## Your task
Would you transcribe word for word every line from the one containing "find the sunlight" to the end of the data, both ends included, and leave out the rest?

___ Excerpted records

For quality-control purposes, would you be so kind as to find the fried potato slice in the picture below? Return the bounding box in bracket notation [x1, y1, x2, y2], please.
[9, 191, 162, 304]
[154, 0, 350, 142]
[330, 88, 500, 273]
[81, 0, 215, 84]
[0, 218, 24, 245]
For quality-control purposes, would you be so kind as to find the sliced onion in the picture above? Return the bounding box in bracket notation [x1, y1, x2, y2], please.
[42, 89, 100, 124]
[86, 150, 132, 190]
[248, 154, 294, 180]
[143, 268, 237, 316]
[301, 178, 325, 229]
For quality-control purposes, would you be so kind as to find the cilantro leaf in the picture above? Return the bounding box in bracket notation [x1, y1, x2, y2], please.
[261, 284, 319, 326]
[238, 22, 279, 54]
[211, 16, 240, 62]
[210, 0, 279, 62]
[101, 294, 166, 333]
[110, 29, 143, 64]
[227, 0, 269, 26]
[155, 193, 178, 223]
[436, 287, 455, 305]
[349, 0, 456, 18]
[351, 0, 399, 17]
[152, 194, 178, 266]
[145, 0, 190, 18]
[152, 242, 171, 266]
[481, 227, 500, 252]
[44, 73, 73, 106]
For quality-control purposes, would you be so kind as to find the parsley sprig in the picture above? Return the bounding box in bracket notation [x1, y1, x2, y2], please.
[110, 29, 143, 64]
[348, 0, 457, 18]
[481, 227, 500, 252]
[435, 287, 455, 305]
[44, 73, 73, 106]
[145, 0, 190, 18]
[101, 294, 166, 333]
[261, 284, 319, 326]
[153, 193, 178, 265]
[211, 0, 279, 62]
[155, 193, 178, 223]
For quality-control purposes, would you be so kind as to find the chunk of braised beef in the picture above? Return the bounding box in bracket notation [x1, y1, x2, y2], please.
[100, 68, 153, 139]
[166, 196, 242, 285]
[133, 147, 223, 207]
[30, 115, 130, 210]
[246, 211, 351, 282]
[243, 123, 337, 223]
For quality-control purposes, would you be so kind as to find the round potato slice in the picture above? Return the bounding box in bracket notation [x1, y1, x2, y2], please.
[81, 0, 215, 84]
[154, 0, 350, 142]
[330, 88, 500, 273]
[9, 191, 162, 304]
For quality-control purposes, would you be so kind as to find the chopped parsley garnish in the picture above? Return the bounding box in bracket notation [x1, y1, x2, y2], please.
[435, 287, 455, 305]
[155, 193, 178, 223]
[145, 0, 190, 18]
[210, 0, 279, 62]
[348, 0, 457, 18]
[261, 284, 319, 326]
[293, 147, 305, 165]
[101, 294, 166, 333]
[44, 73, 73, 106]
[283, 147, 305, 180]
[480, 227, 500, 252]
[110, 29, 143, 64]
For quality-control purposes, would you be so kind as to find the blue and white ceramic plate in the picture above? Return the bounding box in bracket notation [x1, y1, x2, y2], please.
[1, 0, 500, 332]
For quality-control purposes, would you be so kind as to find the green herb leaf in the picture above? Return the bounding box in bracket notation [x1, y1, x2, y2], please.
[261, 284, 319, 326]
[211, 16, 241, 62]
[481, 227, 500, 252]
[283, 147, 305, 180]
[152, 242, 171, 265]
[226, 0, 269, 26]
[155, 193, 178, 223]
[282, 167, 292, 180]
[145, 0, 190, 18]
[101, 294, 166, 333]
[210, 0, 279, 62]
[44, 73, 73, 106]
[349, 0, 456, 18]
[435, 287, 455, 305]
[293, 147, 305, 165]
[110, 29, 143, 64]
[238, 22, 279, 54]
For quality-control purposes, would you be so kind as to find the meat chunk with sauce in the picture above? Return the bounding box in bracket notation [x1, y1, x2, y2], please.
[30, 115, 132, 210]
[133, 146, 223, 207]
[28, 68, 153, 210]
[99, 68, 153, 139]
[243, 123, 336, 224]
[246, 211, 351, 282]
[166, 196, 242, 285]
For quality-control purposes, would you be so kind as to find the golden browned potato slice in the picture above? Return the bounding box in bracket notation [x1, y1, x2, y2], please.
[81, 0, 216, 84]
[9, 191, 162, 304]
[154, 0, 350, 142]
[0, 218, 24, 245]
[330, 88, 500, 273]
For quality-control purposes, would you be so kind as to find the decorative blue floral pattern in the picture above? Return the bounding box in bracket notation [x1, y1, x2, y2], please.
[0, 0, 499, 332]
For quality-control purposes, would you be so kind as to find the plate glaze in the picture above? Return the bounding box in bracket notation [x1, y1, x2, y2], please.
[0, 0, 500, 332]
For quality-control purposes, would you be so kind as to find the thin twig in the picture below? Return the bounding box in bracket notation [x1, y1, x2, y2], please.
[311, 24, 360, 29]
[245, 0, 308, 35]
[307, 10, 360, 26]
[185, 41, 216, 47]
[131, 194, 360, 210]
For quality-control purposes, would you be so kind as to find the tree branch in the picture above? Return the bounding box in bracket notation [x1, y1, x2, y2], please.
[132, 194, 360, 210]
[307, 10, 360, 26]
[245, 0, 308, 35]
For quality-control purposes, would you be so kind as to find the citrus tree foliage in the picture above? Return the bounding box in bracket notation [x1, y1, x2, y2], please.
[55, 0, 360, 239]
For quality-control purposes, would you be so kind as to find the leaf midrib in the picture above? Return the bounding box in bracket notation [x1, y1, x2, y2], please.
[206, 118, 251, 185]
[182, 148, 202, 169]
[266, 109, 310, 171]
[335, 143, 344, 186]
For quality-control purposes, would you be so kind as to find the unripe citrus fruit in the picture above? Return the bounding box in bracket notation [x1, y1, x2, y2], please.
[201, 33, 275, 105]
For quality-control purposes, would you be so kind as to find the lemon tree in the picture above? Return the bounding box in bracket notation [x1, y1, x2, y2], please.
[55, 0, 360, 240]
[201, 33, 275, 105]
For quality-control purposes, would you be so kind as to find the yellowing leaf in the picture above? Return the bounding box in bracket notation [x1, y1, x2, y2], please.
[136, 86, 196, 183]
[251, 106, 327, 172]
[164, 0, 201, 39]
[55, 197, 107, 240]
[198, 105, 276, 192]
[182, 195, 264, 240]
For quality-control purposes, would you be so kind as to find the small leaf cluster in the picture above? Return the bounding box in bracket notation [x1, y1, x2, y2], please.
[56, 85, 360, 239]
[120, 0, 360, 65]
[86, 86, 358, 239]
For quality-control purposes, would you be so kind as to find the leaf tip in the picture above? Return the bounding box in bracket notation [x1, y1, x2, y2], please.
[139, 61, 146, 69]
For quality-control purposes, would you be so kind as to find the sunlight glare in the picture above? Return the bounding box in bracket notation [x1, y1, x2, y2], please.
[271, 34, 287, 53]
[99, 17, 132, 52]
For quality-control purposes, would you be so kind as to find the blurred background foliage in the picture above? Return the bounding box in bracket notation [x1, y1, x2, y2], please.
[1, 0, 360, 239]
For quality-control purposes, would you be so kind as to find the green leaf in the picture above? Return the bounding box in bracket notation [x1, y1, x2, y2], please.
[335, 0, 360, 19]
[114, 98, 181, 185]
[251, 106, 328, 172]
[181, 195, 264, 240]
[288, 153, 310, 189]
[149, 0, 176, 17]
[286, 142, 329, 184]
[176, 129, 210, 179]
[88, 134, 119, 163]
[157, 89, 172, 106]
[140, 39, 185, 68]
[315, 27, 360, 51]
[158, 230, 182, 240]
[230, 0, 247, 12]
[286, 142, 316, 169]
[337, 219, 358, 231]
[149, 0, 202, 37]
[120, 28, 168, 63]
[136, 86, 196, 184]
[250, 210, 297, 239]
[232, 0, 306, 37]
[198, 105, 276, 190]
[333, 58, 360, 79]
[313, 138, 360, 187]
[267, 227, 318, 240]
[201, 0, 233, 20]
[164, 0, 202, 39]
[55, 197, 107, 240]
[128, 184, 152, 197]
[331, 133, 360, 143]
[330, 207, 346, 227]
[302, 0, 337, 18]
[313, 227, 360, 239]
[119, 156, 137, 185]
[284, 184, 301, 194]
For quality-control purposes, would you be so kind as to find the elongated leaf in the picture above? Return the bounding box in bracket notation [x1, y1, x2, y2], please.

______

## Solved problem
For quality-control purposes, would you be so kind as to find the sunlight glare in the picture above? Return the bounding box in bracket notation [x1, y1, x2, y2], please.
[271, 34, 287, 53]
[99, 17, 132, 52]
For quality-control purposes, would you be so kind as to find the blurred background foliage in the picture above? Return the bounding box in bracket notation [x1, y1, x2, y2], please.
[1, 0, 360, 239]
For quality-control purposes, would you be so kind as to find the green leaf in the picture above? Return the bounding box in bracket notation [x1, y1, x2, y2], please.
[335, 0, 360, 19]
[114, 98, 181, 185]
[251, 106, 328, 172]
[181, 195, 264, 240]
[288, 153, 310, 189]
[149, 0, 176, 17]
[286, 142, 329, 184]
[176, 129, 210, 179]
[88, 134, 119, 163]
[157, 89, 172, 106]
[140, 39, 185, 68]
[315, 27, 360, 51]
[158, 230, 182, 240]
[230, 0, 247, 12]
[286, 142, 316, 169]
[337, 219, 358, 231]
[149, 0, 202, 37]
[120, 28, 168, 63]
[136, 86, 196, 184]
[250, 210, 297, 239]
[232, 0, 306, 37]
[198, 105, 276, 190]
[333, 58, 360, 79]
[313, 138, 360, 187]
[267, 227, 318, 240]
[201, 0, 233, 20]
[164, 0, 202, 39]
[55, 197, 107, 240]
[128, 184, 152, 197]
[331, 133, 360, 143]
[330, 207, 346, 227]
[302, 0, 337, 18]
[313, 227, 360, 239]
[119, 156, 137, 185]
[284, 184, 301, 194]
For quality-control purposes, would you be so kind as to find the elongated leaf in the picture above? Return the bounding box in bracket notation [x1, y1, x2, y2], please.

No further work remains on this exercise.